Dataset.
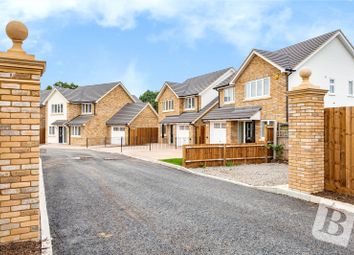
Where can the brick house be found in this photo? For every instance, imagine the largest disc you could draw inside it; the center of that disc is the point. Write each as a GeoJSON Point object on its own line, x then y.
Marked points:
{"type": "Point", "coordinates": [182, 105]}
{"type": "Point", "coordinates": [79, 116]}
{"type": "Point", "coordinates": [256, 95]}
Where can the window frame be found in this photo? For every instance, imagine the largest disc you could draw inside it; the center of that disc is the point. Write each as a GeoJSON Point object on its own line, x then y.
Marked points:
{"type": "Point", "coordinates": [189, 103]}
{"type": "Point", "coordinates": [57, 109]}
{"type": "Point", "coordinates": [253, 87]}
{"type": "Point", "coordinates": [332, 85]}
{"type": "Point", "coordinates": [351, 88]}
{"type": "Point", "coordinates": [229, 96]}
{"type": "Point", "coordinates": [85, 107]}
{"type": "Point", "coordinates": [51, 128]}
{"type": "Point", "coordinates": [75, 131]}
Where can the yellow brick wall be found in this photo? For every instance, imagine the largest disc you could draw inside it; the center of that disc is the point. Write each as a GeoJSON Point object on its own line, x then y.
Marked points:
{"type": "Point", "coordinates": [274, 107]}
{"type": "Point", "coordinates": [19, 158]}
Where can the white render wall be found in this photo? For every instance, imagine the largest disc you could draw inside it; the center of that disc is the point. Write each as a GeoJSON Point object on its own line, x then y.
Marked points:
{"type": "Point", "coordinates": [55, 98]}
{"type": "Point", "coordinates": [333, 61]}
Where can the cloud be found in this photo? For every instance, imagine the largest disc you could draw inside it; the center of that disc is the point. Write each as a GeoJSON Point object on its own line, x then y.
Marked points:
{"type": "Point", "coordinates": [133, 79]}
{"type": "Point", "coordinates": [243, 24]}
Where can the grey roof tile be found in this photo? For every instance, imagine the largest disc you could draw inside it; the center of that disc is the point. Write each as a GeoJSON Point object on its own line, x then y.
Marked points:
{"type": "Point", "coordinates": [291, 56]}
{"type": "Point", "coordinates": [231, 113]}
{"type": "Point", "coordinates": [125, 115]}
{"type": "Point", "coordinates": [79, 120]}
{"type": "Point", "coordinates": [195, 85]}
{"type": "Point", "coordinates": [86, 94]}
{"type": "Point", "coordinates": [189, 117]}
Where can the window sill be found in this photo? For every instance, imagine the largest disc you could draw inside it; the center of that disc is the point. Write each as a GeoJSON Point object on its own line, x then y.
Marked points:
{"type": "Point", "coordinates": [256, 98]}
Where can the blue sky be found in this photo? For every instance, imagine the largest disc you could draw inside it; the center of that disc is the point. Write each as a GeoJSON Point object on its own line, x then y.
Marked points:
{"type": "Point", "coordinates": [144, 43]}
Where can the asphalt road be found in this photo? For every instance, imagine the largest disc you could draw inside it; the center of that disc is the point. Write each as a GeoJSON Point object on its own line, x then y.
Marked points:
{"type": "Point", "coordinates": [101, 203]}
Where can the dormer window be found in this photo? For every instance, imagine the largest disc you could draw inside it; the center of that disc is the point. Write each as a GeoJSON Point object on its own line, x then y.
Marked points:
{"type": "Point", "coordinates": [189, 103]}
{"type": "Point", "coordinates": [86, 108]}
{"type": "Point", "coordinates": [229, 95]}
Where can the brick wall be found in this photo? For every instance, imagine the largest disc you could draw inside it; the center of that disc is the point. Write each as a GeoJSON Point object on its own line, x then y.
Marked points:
{"type": "Point", "coordinates": [306, 137]}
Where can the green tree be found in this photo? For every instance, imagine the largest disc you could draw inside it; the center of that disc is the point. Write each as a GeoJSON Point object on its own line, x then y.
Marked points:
{"type": "Point", "coordinates": [149, 97]}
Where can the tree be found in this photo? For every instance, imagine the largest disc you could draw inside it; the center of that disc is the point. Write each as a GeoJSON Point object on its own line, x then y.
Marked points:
{"type": "Point", "coordinates": [149, 97]}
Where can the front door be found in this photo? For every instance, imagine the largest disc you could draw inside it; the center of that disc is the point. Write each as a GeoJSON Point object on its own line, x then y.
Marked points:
{"type": "Point", "coordinates": [250, 132]}
{"type": "Point", "coordinates": [171, 134]}
{"type": "Point", "coordinates": [61, 135]}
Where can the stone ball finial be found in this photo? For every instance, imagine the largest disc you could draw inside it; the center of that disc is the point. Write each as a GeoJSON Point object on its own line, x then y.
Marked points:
{"type": "Point", "coordinates": [305, 73]}
{"type": "Point", "coordinates": [16, 31]}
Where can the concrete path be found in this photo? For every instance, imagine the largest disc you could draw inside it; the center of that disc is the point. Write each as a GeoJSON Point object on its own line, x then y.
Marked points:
{"type": "Point", "coordinates": [101, 203]}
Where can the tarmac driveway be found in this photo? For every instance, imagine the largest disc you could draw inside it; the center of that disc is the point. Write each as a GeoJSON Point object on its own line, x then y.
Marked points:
{"type": "Point", "coordinates": [100, 203]}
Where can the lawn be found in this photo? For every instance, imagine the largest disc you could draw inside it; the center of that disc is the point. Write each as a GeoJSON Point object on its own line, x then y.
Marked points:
{"type": "Point", "coordinates": [175, 161]}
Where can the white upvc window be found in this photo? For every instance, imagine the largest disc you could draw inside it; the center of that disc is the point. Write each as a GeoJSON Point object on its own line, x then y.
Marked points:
{"type": "Point", "coordinates": [86, 108]}
{"type": "Point", "coordinates": [350, 88]}
{"type": "Point", "coordinates": [168, 105]}
{"type": "Point", "coordinates": [75, 131]}
{"type": "Point", "coordinates": [229, 95]}
{"type": "Point", "coordinates": [51, 130]}
{"type": "Point", "coordinates": [332, 89]}
{"type": "Point", "coordinates": [265, 123]}
{"type": "Point", "coordinates": [57, 108]}
{"type": "Point", "coordinates": [189, 103]}
{"type": "Point", "coordinates": [257, 88]}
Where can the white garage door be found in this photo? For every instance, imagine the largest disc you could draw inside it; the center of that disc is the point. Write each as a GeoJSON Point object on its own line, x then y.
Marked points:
{"type": "Point", "coordinates": [118, 135]}
{"type": "Point", "coordinates": [218, 132]}
{"type": "Point", "coordinates": [182, 135]}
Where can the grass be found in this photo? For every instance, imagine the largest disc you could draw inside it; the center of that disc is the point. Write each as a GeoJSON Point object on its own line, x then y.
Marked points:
{"type": "Point", "coordinates": [174, 161]}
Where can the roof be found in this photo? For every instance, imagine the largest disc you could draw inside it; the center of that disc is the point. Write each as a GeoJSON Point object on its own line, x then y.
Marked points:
{"type": "Point", "coordinates": [231, 112]}
{"type": "Point", "coordinates": [197, 84]}
{"type": "Point", "coordinates": [125, 115]}
{"type": "Point", "coordinates": [90, 93]}
{"type": "Point", "coordinates": [189, 117]}
{"type": "Point", "coordinates": [59, 122]}
{"type": "Point", "coordinates": [44, 94]}
{"type": "Point", "coordinates": [79, 120]}
{"type": "Point", "coordinates": [291, 56]}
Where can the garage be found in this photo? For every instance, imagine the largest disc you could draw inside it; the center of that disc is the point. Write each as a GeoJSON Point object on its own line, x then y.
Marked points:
{"type": "Point", "coordinates": [118, 135]}
{"type": "Point", "coordinates": [218, 132]}
{"type": "Point", "coordinates": [182, 135]}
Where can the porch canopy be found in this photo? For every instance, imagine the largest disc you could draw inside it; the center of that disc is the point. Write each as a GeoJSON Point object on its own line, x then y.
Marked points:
{"type": "Point", "coordinates": [59, 122]}
{"type": "Point", "coordinates": [80, 120]}
{"type": "Point", "coordinates": [234, 113]}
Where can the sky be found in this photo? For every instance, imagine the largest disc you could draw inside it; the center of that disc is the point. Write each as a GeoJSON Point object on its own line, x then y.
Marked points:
{"type": "Point", "coordinates": [146, 42]}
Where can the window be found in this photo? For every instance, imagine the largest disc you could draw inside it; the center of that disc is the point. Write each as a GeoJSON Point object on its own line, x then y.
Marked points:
{"type": "Point", "coordinates": [350, 88]}
{"type": "Point", "coordinates": [229, 95]}
{"type": "Point", "coordinates": [265, 123]}
{"type": "Point", "coordinates": [331, 87]}
{"type": "Point", "coordinates": [51, 130]}
{"type": "Point", "coordinates": [75, 131]}
{"type": "Point", "coordinates": [168, 105]}
{"type": "Point", "coordinates": [257, 88]}
{"type": "Point", "coordinates": [86, 108]}
{"type": "Point", "coordinates": [189, 103]}
{"type": "Point", "coordinates": [57, 108]}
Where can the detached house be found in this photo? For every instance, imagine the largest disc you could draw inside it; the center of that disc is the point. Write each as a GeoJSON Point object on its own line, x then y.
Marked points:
{"type": "Point", "coordinates": [259, 89]}
{"type": "Point", "coordinates": [182, 105]}
{"type": "Point", "coordinates": [92, 115]}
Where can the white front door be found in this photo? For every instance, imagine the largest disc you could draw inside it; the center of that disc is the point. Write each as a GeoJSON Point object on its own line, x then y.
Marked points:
{"type": "Point", "coordinates": [182, 135]}
{"type": "Point", "coordinates": [118, 135]}
{"type": "Point", "coordinates": [218, 132]}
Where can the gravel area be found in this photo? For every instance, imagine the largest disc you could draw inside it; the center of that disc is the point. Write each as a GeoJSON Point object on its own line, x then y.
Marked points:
{"type": "Point", "coordinates": [268, 174]}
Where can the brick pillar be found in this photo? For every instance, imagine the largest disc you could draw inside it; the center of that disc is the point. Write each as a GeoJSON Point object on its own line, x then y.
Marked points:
{"type": "Point", "coordinates": [306, 136]}
{"type": "Point", "coordinates": [19, 139]}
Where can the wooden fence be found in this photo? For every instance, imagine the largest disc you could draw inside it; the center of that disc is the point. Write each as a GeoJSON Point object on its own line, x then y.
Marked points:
{"type": "Point", "coordinates": [223, 154]}
{"type": "Point", "coordinates": [339, 149]}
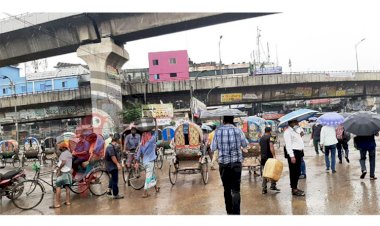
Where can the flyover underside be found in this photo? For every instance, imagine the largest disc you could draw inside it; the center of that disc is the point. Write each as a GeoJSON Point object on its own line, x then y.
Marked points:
{"type": "Point", "coordinates": [260, 94]}
{"type": "Point", "coordinates": [65, 35]}
{"type": "Point", "coordinates": [46, 111]}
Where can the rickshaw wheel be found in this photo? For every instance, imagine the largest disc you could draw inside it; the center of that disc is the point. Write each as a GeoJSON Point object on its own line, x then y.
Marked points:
{"type": "Point", "coordinates": [3, 163]}
{"type": "Point", "coordinates": [136, 178]}
{"type": "Point", "coordinates": [173, 171]}
{"type": "Point", "coordinates": [16, 161]}
{"type": "Point", "coordinates": [204, 171]}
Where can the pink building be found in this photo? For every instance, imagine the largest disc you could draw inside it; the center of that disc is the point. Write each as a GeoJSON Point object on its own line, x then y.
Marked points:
{"type": "Point", "coordinates": [168, 66]}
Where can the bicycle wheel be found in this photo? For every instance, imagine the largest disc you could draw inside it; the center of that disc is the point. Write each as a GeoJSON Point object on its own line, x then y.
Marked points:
{"type": "Point", "coordinates": [173, 171]}
{"type": "Point", "coordinates": [16, 161]}
{"type": "Point", "coordinates": [11, 195]}
{"type": "Point", "coordinates": [79, 187]}
{"type": "Point", "coordinates": [136, 178]}
{"type": "Point", "coordinates": [30, 194]}
{"type": "Point", "coordinates": [99, 180]}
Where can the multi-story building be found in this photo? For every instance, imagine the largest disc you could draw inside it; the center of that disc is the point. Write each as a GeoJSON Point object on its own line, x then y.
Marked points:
{"type": "Point", "coordinates": [13, 73]}
{"type": "Point", "coordinates": [168, 66]}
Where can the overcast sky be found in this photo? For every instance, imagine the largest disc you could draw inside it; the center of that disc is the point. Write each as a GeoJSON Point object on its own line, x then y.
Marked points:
{"type": "Point", "coordinates": [315, 35]}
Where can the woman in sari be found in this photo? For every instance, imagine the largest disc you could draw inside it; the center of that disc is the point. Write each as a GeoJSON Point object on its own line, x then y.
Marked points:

Task objective. Could you quote, exactly as they appear, the line containing "Where can the overcast" and every line after it to the end of the records above?

Response to this exercise.
Where can the overcast sky be found in this photo? For every instance, imagine the largest disc you could draw inside it; the center of that disc is the point. Write each as a GeoJSON Point object on its own line, x then y.
Marked points:
{"type": "Point", "coordinates": [315, 35]}
Where can the woman in sari be found in this photo? For every instance, imagine the largest disc you could draw inside it; the center of that disc is the point. Write each as a GeoJSON Point object on its own line, x then y.
Marked points:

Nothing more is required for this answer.